Records from a collection

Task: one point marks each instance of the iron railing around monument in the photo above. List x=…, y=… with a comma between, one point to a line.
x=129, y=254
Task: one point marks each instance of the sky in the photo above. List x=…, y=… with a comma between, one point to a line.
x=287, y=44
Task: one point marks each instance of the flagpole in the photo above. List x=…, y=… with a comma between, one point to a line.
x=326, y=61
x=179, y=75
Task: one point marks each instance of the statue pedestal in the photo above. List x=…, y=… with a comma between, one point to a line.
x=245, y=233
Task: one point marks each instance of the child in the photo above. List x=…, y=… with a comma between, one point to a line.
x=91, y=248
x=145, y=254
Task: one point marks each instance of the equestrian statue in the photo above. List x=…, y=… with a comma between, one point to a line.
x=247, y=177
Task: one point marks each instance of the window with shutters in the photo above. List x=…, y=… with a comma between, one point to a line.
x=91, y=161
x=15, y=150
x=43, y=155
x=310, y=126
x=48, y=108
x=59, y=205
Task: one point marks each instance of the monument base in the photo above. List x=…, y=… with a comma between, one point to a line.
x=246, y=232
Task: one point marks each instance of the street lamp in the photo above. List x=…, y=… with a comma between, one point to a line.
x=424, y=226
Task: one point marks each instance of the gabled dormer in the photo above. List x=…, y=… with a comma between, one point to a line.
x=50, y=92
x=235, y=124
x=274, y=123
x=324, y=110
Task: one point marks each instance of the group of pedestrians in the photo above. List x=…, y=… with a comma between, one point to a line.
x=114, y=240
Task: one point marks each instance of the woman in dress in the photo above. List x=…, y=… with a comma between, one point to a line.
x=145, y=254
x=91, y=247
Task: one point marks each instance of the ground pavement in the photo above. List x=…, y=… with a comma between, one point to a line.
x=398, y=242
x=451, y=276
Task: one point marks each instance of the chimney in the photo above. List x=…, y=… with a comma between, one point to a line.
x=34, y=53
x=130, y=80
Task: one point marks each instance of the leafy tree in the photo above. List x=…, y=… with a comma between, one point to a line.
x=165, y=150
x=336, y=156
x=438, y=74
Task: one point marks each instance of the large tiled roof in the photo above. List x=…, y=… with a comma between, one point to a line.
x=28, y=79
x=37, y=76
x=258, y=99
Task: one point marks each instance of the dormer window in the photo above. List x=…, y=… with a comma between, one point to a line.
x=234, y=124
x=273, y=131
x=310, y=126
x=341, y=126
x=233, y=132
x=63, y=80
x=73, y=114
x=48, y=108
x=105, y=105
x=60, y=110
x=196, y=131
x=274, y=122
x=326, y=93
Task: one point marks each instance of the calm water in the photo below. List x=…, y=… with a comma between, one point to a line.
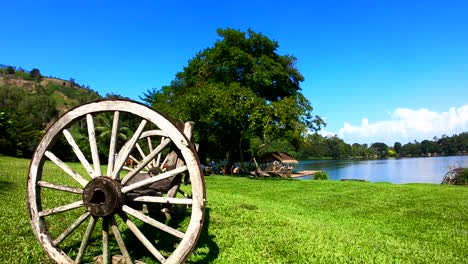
x=405, y=170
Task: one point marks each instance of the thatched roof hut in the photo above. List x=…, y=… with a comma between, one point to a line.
x=277, y=156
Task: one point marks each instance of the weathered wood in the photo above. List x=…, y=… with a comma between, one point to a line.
x=71, y=228
x=79, y=154
x=59, y=187
x=66, y=168
x=85, y=241
x=161, y=129
x=120, y=242
x=105, y=240
x=125, y=152
x=154, y=179
x=163, y=200
x=113, y=143
x=93, y=145
x=153, y=222
x=61, y=208
x=144, y=240
x=145, y=162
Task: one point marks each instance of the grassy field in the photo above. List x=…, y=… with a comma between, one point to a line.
x=291, y=221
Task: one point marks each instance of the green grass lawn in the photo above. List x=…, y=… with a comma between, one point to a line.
x=290, y=221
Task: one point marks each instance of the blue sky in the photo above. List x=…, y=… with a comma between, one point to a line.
x=377, y=71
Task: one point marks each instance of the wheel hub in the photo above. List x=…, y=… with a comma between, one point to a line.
x=102, y=196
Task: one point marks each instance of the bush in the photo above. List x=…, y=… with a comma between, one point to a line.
x=320, y=175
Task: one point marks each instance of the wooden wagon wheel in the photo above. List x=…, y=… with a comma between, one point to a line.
x=63, y=196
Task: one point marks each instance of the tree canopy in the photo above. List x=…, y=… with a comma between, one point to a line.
x=242, y=95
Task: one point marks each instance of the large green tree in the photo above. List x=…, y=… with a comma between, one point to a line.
x=239, y=90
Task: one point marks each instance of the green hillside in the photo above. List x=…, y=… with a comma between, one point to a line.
x=64, y=94
x=29, y=103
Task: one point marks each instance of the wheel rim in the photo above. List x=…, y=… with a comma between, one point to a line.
x=112, y=192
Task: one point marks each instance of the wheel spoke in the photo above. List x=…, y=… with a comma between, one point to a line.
x=59, y=187
x=113, y=143
x=79, y=154
x=140, y=150
x=125, y=152
x=150, y=149
x=71, y=228
x=154, y=179
x=66, y=169
x=120, y=242
x=86, y=237
x=159, y=155
x=62, y=208
x=134, y=159
x=105, y=240
x=143, y=239
x=153, y=222
x=145, y=162
x=163, y=200
x=93, y=145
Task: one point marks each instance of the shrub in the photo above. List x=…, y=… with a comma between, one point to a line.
x=320, y=175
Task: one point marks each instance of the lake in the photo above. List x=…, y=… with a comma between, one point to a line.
x=404, y=170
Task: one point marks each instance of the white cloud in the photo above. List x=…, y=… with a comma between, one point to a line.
x=406, y=125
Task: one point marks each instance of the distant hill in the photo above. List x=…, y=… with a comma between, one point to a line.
x=64, y=94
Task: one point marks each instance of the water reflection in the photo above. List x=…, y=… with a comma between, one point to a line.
x=406, y=170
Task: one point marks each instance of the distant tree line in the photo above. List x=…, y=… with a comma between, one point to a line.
x=27, y=110
x=318, y=146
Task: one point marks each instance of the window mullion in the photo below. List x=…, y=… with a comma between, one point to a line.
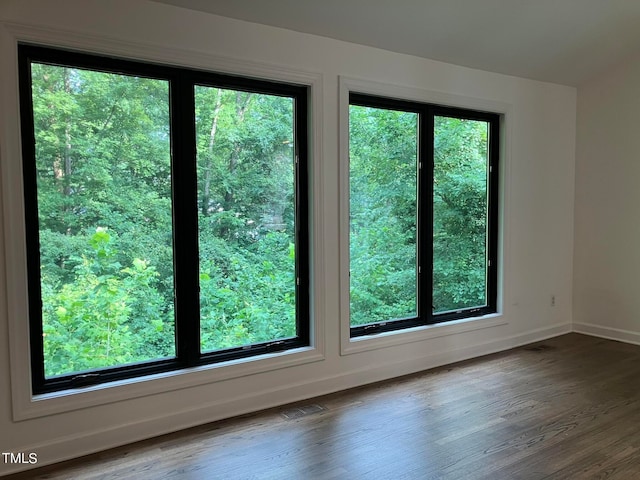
x=425, y=215
x=185, y=220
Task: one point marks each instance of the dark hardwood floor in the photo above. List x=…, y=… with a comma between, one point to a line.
x=565, y=408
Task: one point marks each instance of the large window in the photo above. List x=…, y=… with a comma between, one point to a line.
x=166, y=217
x=422, y=213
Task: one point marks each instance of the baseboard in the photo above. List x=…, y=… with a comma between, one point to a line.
x=74, y=446
x=609, y=333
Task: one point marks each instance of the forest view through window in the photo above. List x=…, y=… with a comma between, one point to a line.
x=422, y=213
x=164, y=222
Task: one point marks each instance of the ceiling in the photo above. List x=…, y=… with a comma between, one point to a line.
x=559, y=41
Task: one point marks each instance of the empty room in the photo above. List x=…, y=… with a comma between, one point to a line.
x=339, y=239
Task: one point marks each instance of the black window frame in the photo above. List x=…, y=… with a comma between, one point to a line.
x=182, y=82
x=424, y=269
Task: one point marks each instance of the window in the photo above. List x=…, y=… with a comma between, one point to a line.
x=422, y=213
x=166, y=216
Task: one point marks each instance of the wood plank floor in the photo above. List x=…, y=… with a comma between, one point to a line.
x=565, y=408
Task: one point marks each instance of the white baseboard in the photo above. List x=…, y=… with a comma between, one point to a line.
x=74, y=446
x=609, y=333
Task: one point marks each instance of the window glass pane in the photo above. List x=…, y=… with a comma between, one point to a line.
x=460, y=213
x=246, y=202
x=104, y=212
x=383, y=213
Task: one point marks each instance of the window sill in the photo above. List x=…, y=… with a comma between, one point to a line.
x=418, y=334
x=77, y=398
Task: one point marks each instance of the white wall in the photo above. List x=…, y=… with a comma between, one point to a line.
x=537, y=223
x=607, y=224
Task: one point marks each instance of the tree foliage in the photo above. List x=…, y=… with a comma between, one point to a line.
x=104, y=186
x=383, y=214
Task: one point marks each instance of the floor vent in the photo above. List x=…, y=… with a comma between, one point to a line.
x=540, y=348
x=303, y=411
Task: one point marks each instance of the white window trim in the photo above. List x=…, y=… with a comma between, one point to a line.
x=25, y=404
x=348, y=84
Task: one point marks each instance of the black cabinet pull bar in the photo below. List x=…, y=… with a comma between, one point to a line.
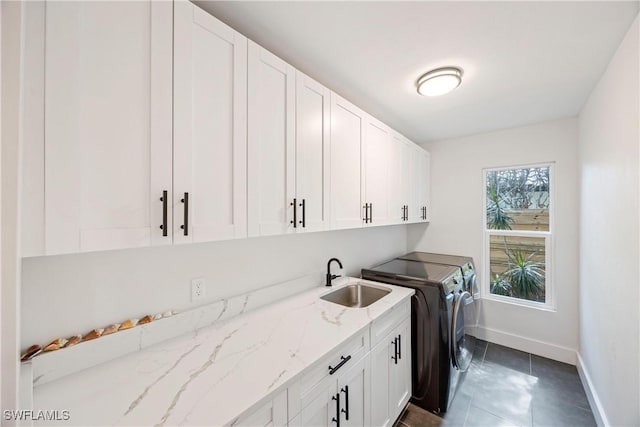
x=164, y=201
x=185, y=225
x=337, y=418
x=304, y=214
x=295, y=210
x=345, y=390
x=395, y=351
x=343, y=360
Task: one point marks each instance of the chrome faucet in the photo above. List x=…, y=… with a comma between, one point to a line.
x=330, y=276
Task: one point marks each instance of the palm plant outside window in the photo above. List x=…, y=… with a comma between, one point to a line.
x=518, y=233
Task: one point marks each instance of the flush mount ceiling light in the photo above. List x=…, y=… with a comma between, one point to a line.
x=439, y=81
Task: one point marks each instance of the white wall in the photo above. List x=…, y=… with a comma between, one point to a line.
x=69, y=294
x=609, y=233
x=457, y=224
x=10, y=294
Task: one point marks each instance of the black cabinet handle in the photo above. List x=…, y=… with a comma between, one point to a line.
x=185, y=225
x=164, y=201
x=295, y=211
x=337, y=418
x=304, y=215
x=395, y=351
x=345, y=390
x=343, y=360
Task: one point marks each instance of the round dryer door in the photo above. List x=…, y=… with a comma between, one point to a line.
x=462, y=343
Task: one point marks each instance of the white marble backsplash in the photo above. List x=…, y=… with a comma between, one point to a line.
x=51, y=366
x=218, y=374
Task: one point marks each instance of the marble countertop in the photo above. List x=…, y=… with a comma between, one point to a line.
x=217, y=374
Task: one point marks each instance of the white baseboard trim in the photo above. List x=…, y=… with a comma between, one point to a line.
x=592, y=395
x=540, y=348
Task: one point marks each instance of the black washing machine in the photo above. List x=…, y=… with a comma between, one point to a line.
x=440, y=347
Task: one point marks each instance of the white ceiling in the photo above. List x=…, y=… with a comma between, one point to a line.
x=524, y=62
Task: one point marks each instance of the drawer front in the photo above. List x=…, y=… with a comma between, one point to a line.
x=383, y=326
x=340, y=360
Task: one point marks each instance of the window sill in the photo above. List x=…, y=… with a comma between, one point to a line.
x=521, y=303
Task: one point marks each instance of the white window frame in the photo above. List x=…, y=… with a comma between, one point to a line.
x=549, y=261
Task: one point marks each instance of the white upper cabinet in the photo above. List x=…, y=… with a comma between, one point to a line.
x=106, y=141
x=347, y=137
x=376, y=170
x=400, y=179
x=166, y=126
x=426, y=185
x=209, y=155
x=419, y=211
x=271, y=156
x=312, y=154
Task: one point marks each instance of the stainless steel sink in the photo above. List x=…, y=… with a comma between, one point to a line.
x=356, y=295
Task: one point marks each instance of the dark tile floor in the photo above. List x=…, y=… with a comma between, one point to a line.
x=506, y=387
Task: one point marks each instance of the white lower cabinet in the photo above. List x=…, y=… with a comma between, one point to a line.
x=273, y=413
x=391, y=376
x=340, y=401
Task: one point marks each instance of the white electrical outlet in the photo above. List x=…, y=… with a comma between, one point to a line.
x=198, y=289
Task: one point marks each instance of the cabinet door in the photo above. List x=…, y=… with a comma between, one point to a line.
x=400, y=187
x=209, y=128
x=426, y=184
x=107, y=134
x=354, y=387
x=375, y=177
x=272, y=413
x=312, y=154
x=400, y=370
x=322, y=408
x=380, y=366
x=271, y=143
x=419, y=171
x=347, y=129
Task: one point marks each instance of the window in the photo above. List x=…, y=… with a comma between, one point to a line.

### About this exercise
Only these are to be transcribed: the line with "Task: one point marks each instance of the cabinet" and every line after it through the last line of the entries, each exactly.

### Your solution
Task: one point marks each instance of the cabinet door in the photo above. List x=…, y=… with a comma between, one point to a line.
x=400, y=187
x=209, y=128
x=426, y=184
x=107, y=134
x=354, y=387
x=375, y=177
x=272, y=413
x=312, y=154
x=400, y=370
x=322, y=408
x=380, y=366
x=271, y=143
x=419, y=171
x=347, y=129
Task: one point marks each instance of the window in the photo above. List x=…, y=… with a comma between, one point to a line.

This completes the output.